§ ASSIGNMENT: Copy every line of the data exactly, leaving nothing out.

Collected data
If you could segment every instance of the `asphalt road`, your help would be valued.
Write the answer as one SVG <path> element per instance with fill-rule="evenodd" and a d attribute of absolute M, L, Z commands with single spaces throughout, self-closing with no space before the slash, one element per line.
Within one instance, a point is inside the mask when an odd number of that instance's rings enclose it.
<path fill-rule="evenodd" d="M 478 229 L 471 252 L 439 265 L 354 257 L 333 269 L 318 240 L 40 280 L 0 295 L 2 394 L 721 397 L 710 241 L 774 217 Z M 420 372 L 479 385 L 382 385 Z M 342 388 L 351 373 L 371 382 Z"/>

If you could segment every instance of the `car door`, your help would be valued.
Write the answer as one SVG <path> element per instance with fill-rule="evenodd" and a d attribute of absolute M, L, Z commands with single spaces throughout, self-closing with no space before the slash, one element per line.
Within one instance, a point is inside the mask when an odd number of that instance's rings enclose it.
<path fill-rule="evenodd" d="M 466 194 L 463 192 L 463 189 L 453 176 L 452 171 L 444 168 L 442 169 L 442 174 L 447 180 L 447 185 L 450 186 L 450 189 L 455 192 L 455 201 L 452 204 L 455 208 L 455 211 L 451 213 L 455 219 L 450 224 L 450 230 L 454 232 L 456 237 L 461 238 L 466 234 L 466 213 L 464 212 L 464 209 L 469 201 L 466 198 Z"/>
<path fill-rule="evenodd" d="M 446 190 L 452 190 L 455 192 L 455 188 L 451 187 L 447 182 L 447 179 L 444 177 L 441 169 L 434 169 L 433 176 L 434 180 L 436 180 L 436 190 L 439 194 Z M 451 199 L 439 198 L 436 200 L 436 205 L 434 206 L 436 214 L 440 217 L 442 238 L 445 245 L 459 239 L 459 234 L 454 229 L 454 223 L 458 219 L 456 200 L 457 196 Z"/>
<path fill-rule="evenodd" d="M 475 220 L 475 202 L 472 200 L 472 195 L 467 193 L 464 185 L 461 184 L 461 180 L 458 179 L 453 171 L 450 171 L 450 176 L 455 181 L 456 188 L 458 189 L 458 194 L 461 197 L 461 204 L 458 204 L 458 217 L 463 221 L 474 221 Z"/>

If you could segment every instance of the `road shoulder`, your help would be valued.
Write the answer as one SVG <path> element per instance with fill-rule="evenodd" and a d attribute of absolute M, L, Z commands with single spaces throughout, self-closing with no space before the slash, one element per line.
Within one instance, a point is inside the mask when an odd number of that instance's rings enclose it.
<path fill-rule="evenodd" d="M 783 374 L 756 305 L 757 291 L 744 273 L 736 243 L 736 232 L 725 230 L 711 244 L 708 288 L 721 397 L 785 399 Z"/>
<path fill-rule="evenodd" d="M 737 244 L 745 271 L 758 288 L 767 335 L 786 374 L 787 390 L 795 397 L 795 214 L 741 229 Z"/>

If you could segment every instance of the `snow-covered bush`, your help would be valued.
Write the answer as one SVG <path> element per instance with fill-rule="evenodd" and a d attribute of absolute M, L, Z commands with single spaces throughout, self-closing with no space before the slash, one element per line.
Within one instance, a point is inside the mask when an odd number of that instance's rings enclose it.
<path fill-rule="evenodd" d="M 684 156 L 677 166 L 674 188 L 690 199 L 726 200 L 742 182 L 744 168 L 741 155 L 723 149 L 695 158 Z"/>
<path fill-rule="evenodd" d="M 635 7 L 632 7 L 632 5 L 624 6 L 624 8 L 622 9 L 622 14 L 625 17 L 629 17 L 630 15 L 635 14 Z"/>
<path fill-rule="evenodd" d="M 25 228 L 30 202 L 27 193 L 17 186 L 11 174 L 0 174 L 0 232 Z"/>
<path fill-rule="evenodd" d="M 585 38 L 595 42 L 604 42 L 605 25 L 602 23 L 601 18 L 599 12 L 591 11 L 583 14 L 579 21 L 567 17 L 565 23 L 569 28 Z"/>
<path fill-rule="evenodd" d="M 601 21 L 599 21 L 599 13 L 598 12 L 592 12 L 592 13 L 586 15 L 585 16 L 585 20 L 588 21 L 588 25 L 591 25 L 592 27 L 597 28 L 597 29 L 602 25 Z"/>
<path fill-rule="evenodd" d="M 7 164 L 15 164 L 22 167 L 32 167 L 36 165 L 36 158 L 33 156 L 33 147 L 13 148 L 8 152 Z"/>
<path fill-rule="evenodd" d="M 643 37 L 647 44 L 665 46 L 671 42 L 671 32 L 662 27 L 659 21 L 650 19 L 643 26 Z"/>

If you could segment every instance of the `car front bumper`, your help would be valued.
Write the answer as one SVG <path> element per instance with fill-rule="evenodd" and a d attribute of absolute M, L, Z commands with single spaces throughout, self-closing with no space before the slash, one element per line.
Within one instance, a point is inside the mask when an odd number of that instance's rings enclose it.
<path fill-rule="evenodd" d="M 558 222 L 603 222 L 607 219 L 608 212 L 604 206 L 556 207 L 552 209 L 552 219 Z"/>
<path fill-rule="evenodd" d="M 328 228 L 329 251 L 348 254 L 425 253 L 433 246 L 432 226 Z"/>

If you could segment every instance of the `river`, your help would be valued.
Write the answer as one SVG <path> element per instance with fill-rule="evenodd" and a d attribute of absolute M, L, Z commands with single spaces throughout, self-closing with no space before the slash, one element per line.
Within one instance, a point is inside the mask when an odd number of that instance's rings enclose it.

§ SOLUTION FOR THIS TASK:
If you could segment every instance of the `asphalt road`, your help would be valued.
Write the answer as one SVG <path> element per instance with fill-rule="evenodd" and a d attribute of absolute M, L, Z commands with single spaces throughout, self-closing with no space before the slash, one element per line.
Within one instance, a point is inside the mask when an odd number of that instance's rings enclose it.
<path fill-rule="evenodd" d="M 478 229 L 471 252 L 439 265 L 354 257 L 333 269 L 318 240 L 40 280 L 0 295 L 2 394 L 721 397 L 710 241 L 774 217 Z M 420 372 L 479 385 L 382 385 Z M 342 388 L 351 373 L 371 382 Z"/>

If you could segment every instance of the `car door`, your help would be valued.
Write the answer as one SVG <path> element per instance with fill-rule="evenodd" and a d attribute of absolute M, L, Z commands with single spaces throughout, self-closing with no space before the slash, one element per line.
Within one instance, a point is inside the mask when an odd number of that instance's rings enclose it.
<path fill-rule="evenodd" d="M 466 194 L 463 192 L 463 189 L 453 176 L 452 171 L 444 168 L 442 169 L 442 174 L 447 180 L 447 185 L 450 186 L 450 189 L 455 192 L 455 201 L 452 204 L 455 208 L 455 211 L 451 213 L 455 219 L 450 224 L 450 230 L 454 232 L 456 237 L 461 238 L 466 234 L 466 213 L 464 212 L 464 209 L 469 201 L 466 198 Z"/>
<path fill-rule="evenodd" d="M 446 190 L 452 190 L 455 192 L 455 188 L 451 187 L 447 182 L 447 179 L 444 177 L 441 169 L 434 169 L 433 176 L 434 180 L 436 180 L 436 190 L 439 194 Z M 451 199 L 439 198 L 436 200 L 436 205 L 434 206 L 436 214 L 440 217 L 442 238 L 445 245 L 459 239 L 459 234 L 454 229 L 454 223 L 458 219 L 456 200 L 457 196 Z"/>
<path fill-rule="evenodd" d="M 475 220 L 475 202 L 472 200 L 472 195 L 467 193 L 464 185 L 461 184 L 461 180 L 458 179 L 453 171 L 450 171 L 450 176 L 455 181 L 456 188 L 458 189 L 458 194 L 461 197 L 461 204 L 458 204 L 458 217 L 463 221 L 474 221 Z"/>

If you could segment every instance of the `road shoulder`, your help would be valued.
Write the answer as one SVG <path> element per instance with fill-rule="evenodd" and a d attribute of absolute M, L, Z commands with single spaces throughout, self-closing with no space before the slash, one element per line.
Within one instance, a point is inside the mask when an odd number of that instance's rings enclose it.
<path fill-rule="evenodd" d="M 783 374 L 756 305 L 757 291 L 744 273 L 736 243 L 736 232 L 725 230 L 711 244 L 708 288 L 721 397 L 785 399 Z"/>
<path fill-rule="evenodd" d="M 737 244 L 745 271 L 758 288 L 767 335 L 786 374 L 787 390 L 795 397 L 795 214 L 741 229 Z"/>

If you could segment every instance of the `snow-covered bush`, your help would be valued.
Write the answer as one SVG <path> element per instance with fill-rule="evenodd" and a d attribute of absolute M, L, Z commands with single spaces throughout, self-closing with no space before the slash, one element per line.
Within one instance, a point is inside the mask when an odd number of that instance's rings enclose it.
<path fill-rule="evenodd" d="M 684 156 L 677 166 L 674 188 L 690 199 L 726 200 L 742 182 L 744 168 L 741 155 L 723 149 L 695 158 Z"/>
<path fill-rule="evenodd" d="M 635 7 L 632 7 L 632 5 L 624 6 L 624 8 L 622 9 L 622 14 L 625 17 L 629 17 L 630 15 L 635 14 Z"/>
<path fill-rule="evenodd" d="M 25 228 L 30 202 L 27 193 L 17 186 L 11 174 L 0 174 L 0 232 Z"/>
<path fill-rule="evenodd" d="M 585 38 L 595 42 L 604 42 L 605 25 L 602 23 L 601 18 L 599 12 L 591 11 L 583 14 L 579 21 L 567 17 L 565 23 L 569 28 Z"/>
<path fill-rule="evenodd" d="M 601 21 L 599 21 L 599 13 L 598 12 L 592 12 L 592 13 L 586 15 L 585 16 L 585 20 L 588 21 L 588 25 L 591 25 L 592 27 L 597 28 L 597 29 L 602 25 Z"/>
<path fill-rule="evenodd" d="M 7 164 L 15 164 L 22 167 L 32 167 L 36 165 L 36 158 L 33 156 L 33 147 L 13 148 L 8 152 Z"/>
<path fill-rule="evenodd" d="M 643 37 L 647 44 L 665 46 L 671 42 L 671 32 L 662 27 L 659 21 L 650 19 L 643 26 Z"/>

If you could segment every instance of the `car front bumper`, your help would be valued.
Write the answer as one SVG <path> element per instance with fill-rule="evenodd" and a d attribute of absolute M, L, Z commands with single spaces throughout, self-closing with no space before the slash, one element per line.
Within one instance, a point is inside the mask when an odd number of that instance's rings enclose it.
<path fill-rule="evenodd" d="M 558 222 L 603 222 L 607 219 L 608 212 L 604 206 L 556 207 L 552 209 L 552 219 Z"/>
<path fill-rule="evenodd" d="M 328 228 L 329 251 L 348 254 L 425 253 L 433 246 L 432 226 Z"/>

If you could segment every instance of the `river`, your help would be valued.
Write the answer as one SVG <path> element per instance with fill-rule="evenodd" and a d attribute of absolute M, L, Z commands with single spaces throughout, self-closing with no space before the slash, one element per line.
Within one instance, a point is inside the mask when an odd number of that instance's rings enclose it.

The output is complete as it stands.